| Problem to solve |
From the court opinion, extract word for word the passage starting with "July 15, 1963" and going on through "to remedy afforded.".

| Passage shown |
— begin —

LA ACEQUIA de SAN RAFAEL del GUIQUE, otherwise known as the
San Rafael del Guique Community Ditch,
Plaintiff-Appellant,
vs.
Ernesto LOPEZ, Defendant-Appellee

No. 7237

SUPREME COURT OF NEW MEXICO

1963-NMSC-134, 72 N.M. 349, 383 P.2d 826

July 15, 1963

Proceeding by commissioners of community ditch to collect delinquent assessments for salary of mayordomo and expense of maintaining ditch. The District Court, Rio Arriba County, James M. Scarborough, D.J., dismissed the complaint, and the aggrieved parties appealed. The Supreme Court, Compton, C.J., held that no remedy exists for collection of assessments for salary of mayordomo and expense of maintaining community ditch except deprivation of delinquent party of right to use of water until payment is made, and commissioners of community ditch are confined to remedy afforded.

COUNSEL

Charles B. Barker, Santa Fe, for appellant.

No appearance in Supreme Court by appellee.

JUDGES

Compton, Chief Justice. Chavez and Noble, JJ., concur.

AUTHOR: COMPTON

OPINION

{*350} {1} This is an appeal from an order dismissing appellant's complaint. The cause arose in the Justice of the Peace Court of Rio Arriba County wherein the appellant recovered judgment in amount of $199.12 allegedly due it by appellee for fatigue work, assessment for repairs, and maintenance of a community ditch in which the appellee owns a water right.

{2} Upon appeal, the district court dismissed the complaint on the ground there existed no legal basis for the suit, and this appeal followed.

{3} The facts are not in dispute. The appellee is one of the owners of water rights in the community ditch, and is the owner of lands irrigable from the same. During the years 1957, 1958 and 1959, the commissioners of the community ditch, in the performance of the duty imposed upon them by statute, made certain assessments against the appellee for salary of mayordomo, for fatigue work assessed and not performed by appellee, and for the repair and maintenance of the ditch in order to keep it in condition for supplying water to the several owners of water in the ditch and the owners of land irrigated therefrom. The total assessments against appellee during the three years for the purposes stated, amounted to $299.12 upon which the appellee paid the sum of $100.00.

{4} The controlling question is whether paragraph 11, session laws 1897, as amended by 1, Ch. 44, session laws 1903, and 5, Ch. 1, session laws 1895, being §§ 75-14-21 and 24 respectively, 1953 Comp., afford the appellant a remedy by direct action for the {*351} recovery of such delinquent assessments. The pertinent provisions of the statutes read:

Section 75-14-21:

"The commissioners shall assess fatigue work or tasks of all parties owning water rights in said community ditches or acequias, and shall have power to contract and be contracted with and also to make all necessary assessments to provide funds for the payment of the salary of the mayordomo and other legitimate expenses incident to the proper conduct and maintenance of the acequias under their charge. * * *"

Section 75-14-24:

"No person who has, after due notice, failed or refused to do his work, or pay the amount assessed against him in lieu of said work upon said acequia or ditch, shall be allowed to take or use any water from the same or any contra acequia or lateral thereof, whilst default in such payment or failure to do such work continues."

{5} We think this court definitely answered the question in La Mesa Community Ditch v. Appelzoeller, 19 N.M. 75, 140 P. 1051. The court there said:

"No remedy is provided for the collection by the officers of the community acequia, of the assessments so levied, except the deprivation of the delinquent party of the right to the use of the water until payment is made, and the community officers are necessarily confined to the remedy given. This would appear to be adequate and complete remedy, for the member of the community must have water for the irrigation of his lands. * * *"

{6} But appellant argues that the statement is mere dicta. We think not, but be that as it may; the statement is both logical and correct.

{7} The judgment should be affirmed, and it is so ordered.

— end —

| Material supplied |
— begin —

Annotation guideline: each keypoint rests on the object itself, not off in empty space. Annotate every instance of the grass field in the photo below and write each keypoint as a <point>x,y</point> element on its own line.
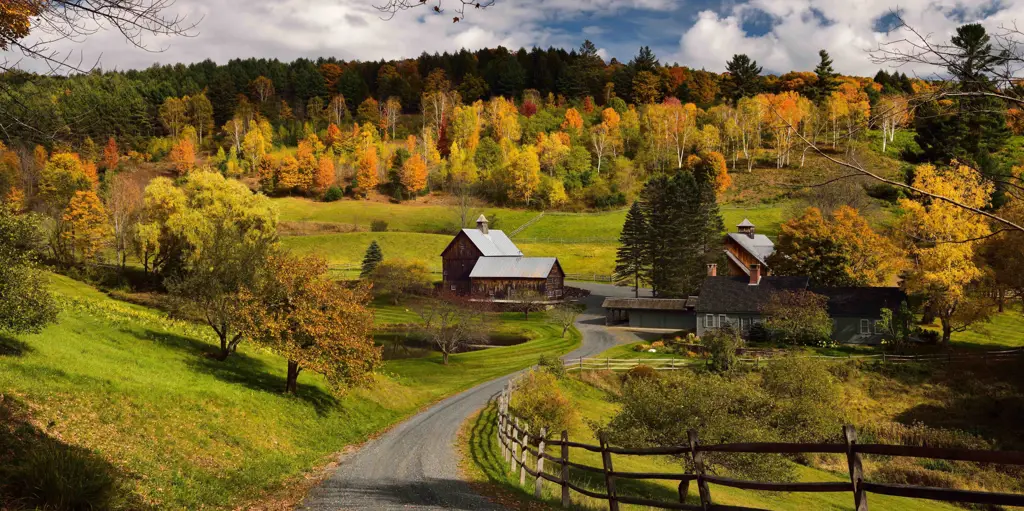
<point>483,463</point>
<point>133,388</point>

— end —
— begin —

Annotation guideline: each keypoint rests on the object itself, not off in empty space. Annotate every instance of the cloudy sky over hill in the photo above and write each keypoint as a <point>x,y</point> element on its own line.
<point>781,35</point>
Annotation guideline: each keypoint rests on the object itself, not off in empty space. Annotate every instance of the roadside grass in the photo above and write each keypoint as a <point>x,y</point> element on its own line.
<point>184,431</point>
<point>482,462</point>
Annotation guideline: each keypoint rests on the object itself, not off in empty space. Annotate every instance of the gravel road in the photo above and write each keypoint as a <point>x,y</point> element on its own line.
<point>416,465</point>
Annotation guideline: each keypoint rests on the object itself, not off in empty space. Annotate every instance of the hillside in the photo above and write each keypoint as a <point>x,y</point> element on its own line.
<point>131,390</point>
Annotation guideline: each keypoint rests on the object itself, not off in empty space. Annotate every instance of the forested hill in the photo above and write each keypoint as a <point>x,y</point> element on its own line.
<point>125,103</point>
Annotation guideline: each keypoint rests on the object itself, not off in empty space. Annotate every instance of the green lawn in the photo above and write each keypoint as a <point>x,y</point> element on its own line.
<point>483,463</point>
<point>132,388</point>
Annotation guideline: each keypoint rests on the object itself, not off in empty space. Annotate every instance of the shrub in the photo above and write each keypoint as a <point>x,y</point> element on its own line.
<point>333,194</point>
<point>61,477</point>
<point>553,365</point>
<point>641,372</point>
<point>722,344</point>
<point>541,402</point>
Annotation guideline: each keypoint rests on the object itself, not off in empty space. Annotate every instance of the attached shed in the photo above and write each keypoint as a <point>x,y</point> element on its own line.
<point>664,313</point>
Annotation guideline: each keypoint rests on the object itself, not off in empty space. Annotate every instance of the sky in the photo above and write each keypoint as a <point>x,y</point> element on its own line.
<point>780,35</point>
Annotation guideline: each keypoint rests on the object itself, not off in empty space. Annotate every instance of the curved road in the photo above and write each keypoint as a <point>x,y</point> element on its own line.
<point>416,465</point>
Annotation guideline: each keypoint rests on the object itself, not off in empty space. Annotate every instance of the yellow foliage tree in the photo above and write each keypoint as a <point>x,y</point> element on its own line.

— end —

| Result |
July 15, 1963

Proceeding by commissioners of community ditch to collect delinquent assessments for salary of mayordomo and expense of maintaining ditch. The District Court, Rio Arriba County, James M. Scarborough, D.J., dismissed the complaint, and the aggrieved parties appealed. The Supreme Court, Compton, C.J., held that no remedy exists for collection of assessments for salary of mayordomo and expense of maintaining community ditch except deprivation of delinquent party of right to use of water until payment is made, and commissioners of community ditch are confined to remedy afforded.